▶ [Your assignment] Revise the profile of Peter Garelja between "Taking the position" and "was looking for.", inclusive, reproducing that passage with "homecoming" replaced by "return".
── Text section ──
A 37-year teaching career has come to a close for Peter Garelja. The much-loved principal has made changes to lift the achievement rate at Tikipunga High School, and ditch the negative tag of "the lowest decile high school in town". A diagnosis of Parkinson's disease in 2008 has cut short his time at Tiki. He tells Sophie Ryan about his passion for each student's own identity.
The son of a gumdigger, Peter Garelja grew up working class in West Auckland, and was flagged as a bright up-and-coming teacher from an early stage in his career.
"I was always a young man in a hurry," he says.
He took his first position as a principal at Kaipara College when he was 39.
Later he was principal at Waitakere College, and everyone assumed he would be there until he retired, but he knew he had one more school in him.
Taking the position at Tikipunga High School in 2007 was a sort of a homecoming for Garelja, and it is where he will see out the rest of his career as a teacher and principal at the end of this academic year.
His mother was born in Aratapu, his father was from the gumfields in the Far North.
With a grin on his face he tells me how people would draw their breath in when he told them he had taken a role as principal of Tikipunga High School.
"People would say, 'You are in for a real challenge there'."
This was exactly what he was looking for.
"I don't like people being labelled. That's why when people ask what decile my school is I say decile eight, eight for resilience. The other decile might be low but that's nothing to do with us," he says. One label he does wear, and proudly, is Tarara. He says he is proud to be Tarara, the Maori word for a person of Dalmatian descent, but has enjoyed his time at Tiki getting to know te reo and Maori culture.
A painting hung high on the wall behind his desk says "Know your face to earn your place" and he uses this quote to encourage his students to embrace their own identity.
Diagnosed in 2008, only a few months after starting at Tikipunga, Parkinson's disease has cut short his career.
His hands barely tremor when he talks but there is a stiffness in his body, particularly his shoulders, that he explains is what he is struggling with most.
"I do get tired and some days can be a bit of a battle," he says.
There is much to be done to get the New Zealand education system up to scratch, he says, and it is clear he would like to be part of the change for a few more years.
Observations he has made during various fellowships - including one to Harvard University in the United States - leaves much to be desired for Kiwi students.
"Compared to the benchmark of what you see overseas I would say it is good-ish. It's certainly not world class, not when 26 per cent of Maori are not getting NCEA Level One.
"I hope the education system changes here. Some people say 'my goodness, how things have changed', but I don't think it has, I haven't seen enough."
In the middle of his career his marriage broke down and he found himself a single parent raising his son and daughter.
He tells me he is proud of how he juggled raising his children while progressing with his career.
He says the best speech he has given as a principal was at Waitakere College junior prizegiving, which fell three or four weeks after his appointment.
───
── Provided records ──
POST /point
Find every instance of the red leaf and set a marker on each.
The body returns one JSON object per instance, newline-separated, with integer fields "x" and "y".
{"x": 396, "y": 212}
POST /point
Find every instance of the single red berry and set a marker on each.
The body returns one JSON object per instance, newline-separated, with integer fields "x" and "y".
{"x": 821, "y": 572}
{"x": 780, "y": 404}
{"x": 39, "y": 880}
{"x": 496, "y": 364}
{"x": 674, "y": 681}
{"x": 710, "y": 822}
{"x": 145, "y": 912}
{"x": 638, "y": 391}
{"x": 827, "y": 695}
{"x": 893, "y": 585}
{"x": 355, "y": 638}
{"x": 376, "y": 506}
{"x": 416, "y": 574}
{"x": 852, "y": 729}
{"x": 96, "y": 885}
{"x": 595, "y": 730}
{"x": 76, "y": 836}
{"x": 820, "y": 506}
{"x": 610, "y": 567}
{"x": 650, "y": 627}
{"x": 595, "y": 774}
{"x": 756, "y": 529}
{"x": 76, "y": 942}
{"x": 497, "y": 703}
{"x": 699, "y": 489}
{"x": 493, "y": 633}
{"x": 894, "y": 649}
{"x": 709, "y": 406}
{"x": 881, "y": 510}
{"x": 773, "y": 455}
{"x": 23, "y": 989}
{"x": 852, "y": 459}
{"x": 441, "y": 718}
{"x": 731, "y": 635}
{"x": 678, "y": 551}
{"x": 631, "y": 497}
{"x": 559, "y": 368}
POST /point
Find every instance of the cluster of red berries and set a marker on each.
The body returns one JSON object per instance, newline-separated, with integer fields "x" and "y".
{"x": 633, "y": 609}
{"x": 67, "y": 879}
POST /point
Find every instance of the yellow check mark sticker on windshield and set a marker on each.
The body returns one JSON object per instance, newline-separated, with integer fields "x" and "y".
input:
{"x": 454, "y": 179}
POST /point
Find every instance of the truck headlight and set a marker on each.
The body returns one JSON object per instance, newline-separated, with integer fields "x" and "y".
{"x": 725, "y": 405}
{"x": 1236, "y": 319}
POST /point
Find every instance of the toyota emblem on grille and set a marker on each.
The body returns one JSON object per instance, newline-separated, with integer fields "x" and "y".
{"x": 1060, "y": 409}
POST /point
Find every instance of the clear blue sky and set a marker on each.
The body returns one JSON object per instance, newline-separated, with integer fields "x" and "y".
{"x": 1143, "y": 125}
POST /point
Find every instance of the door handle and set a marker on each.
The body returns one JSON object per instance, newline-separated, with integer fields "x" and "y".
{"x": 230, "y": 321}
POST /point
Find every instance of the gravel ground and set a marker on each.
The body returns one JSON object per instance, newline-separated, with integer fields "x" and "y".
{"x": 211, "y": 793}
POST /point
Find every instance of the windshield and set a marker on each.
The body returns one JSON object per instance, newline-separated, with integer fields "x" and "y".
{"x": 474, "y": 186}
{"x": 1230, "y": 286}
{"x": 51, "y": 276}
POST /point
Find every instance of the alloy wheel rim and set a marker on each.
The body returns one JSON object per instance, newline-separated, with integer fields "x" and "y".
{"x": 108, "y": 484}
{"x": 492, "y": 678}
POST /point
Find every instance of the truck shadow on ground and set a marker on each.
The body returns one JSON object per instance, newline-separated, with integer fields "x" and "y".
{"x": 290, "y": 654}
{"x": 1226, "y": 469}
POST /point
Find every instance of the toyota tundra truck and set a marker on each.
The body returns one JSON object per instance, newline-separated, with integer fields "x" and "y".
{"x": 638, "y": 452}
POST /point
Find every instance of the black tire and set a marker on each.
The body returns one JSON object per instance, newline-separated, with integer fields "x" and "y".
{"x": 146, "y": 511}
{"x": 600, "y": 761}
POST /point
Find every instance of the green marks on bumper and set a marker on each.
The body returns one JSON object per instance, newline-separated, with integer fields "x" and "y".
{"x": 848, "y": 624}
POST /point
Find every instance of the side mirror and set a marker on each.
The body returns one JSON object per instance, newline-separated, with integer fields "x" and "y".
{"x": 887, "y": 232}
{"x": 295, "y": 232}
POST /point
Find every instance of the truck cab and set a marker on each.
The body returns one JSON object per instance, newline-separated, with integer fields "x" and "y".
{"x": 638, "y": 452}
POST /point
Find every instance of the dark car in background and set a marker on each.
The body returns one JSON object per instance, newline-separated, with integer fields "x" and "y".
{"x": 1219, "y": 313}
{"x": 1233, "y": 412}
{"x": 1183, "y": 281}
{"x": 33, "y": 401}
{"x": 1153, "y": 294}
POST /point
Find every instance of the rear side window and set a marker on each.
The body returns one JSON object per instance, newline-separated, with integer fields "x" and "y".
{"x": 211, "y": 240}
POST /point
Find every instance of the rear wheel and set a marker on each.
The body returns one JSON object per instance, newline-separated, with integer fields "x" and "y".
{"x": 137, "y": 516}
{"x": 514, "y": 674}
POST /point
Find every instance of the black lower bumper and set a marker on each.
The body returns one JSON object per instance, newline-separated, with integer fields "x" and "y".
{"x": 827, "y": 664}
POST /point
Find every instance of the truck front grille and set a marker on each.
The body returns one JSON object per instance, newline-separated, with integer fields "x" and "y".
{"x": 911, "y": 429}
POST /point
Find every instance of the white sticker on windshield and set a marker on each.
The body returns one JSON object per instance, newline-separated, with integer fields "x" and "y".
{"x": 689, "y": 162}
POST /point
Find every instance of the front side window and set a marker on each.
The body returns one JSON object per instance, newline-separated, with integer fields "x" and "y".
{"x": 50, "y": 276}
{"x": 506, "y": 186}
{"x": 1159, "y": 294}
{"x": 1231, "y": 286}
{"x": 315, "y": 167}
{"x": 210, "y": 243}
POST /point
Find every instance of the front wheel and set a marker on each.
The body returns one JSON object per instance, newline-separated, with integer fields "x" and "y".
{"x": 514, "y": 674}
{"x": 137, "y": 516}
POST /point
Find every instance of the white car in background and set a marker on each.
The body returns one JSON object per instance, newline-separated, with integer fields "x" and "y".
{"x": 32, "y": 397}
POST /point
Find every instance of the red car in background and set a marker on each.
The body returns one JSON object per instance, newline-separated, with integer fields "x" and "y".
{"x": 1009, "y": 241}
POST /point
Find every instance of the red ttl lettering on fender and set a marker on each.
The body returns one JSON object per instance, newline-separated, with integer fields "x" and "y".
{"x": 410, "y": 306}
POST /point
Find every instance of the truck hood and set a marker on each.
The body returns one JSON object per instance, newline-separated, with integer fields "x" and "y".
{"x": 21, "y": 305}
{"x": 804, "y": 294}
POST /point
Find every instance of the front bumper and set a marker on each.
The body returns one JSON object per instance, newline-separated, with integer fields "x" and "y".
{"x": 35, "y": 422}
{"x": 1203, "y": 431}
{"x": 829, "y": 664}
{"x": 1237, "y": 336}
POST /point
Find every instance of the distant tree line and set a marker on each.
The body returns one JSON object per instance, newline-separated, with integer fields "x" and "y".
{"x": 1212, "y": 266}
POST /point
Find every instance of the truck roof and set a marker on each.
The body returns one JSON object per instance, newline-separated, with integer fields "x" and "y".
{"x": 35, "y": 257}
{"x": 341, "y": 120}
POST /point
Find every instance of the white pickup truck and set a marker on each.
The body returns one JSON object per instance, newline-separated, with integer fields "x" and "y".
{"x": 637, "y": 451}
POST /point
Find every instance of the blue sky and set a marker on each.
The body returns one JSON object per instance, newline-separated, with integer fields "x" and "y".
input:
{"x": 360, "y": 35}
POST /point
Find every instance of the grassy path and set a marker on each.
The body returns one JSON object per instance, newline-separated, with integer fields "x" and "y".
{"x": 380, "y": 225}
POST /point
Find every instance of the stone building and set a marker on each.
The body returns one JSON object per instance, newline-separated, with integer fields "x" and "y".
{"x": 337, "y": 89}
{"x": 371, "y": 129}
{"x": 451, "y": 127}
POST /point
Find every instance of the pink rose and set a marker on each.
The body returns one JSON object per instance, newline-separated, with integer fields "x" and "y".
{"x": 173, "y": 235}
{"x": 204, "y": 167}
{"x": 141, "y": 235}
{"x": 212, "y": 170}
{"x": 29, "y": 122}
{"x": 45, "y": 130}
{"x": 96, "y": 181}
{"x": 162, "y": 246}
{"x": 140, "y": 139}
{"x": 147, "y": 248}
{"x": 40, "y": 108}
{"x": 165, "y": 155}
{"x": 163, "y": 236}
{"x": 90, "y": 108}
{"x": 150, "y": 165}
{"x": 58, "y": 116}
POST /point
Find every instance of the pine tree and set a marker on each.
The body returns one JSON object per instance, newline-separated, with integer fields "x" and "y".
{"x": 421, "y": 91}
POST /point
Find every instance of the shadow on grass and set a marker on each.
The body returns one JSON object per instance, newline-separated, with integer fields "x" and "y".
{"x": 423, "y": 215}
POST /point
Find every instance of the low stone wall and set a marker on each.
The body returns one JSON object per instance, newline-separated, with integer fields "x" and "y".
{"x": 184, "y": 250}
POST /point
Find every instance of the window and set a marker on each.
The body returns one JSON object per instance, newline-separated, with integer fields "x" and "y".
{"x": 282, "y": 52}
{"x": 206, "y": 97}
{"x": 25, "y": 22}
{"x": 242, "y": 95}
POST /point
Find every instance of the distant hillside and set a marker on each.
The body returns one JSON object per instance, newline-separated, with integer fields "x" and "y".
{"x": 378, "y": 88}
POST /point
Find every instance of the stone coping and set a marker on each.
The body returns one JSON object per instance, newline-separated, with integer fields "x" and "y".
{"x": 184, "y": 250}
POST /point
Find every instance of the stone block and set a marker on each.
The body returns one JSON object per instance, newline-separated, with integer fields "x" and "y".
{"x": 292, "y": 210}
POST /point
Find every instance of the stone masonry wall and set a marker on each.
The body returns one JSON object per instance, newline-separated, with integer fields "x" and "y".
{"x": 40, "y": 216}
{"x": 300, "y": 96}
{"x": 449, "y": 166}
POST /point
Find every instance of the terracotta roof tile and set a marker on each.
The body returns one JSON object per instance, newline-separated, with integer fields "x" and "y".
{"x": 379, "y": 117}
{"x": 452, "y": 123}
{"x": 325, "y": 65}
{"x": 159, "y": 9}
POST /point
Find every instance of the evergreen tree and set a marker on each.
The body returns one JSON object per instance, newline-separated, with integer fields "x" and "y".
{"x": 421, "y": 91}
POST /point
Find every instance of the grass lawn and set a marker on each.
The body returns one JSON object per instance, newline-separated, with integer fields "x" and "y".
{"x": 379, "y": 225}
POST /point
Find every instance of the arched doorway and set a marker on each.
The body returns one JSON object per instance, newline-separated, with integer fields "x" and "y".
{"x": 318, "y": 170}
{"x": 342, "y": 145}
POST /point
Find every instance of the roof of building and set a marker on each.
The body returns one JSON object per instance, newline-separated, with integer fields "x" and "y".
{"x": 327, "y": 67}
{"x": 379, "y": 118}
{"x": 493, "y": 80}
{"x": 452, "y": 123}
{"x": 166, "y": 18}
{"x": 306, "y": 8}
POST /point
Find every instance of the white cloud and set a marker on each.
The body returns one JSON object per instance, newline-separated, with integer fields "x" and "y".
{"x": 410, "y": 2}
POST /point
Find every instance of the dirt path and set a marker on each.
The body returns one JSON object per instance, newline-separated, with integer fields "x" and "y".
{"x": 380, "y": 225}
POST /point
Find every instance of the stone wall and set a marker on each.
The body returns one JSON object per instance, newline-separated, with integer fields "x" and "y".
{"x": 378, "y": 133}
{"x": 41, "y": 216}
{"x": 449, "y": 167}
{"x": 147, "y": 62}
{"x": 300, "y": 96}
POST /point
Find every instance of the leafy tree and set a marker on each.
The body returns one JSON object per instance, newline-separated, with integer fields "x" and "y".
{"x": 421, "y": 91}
───
▶ [Answer for this exercise]
Taking the position at Tikipunga High School in 2007 was a sort of a return for Garelja, and it is where he will see out the rest of his career as a teacher and principal at the end of this academic year.
His mother was born in Aratapu, his father was from the gumfields in the Far North.
With a grin on his face he tells me how people would draw their breath in when he told them he had taken a role as principal of Tikipunga High School.
"People would say, 'You are in for a real challenge there'."
This was exactly what he was looking for.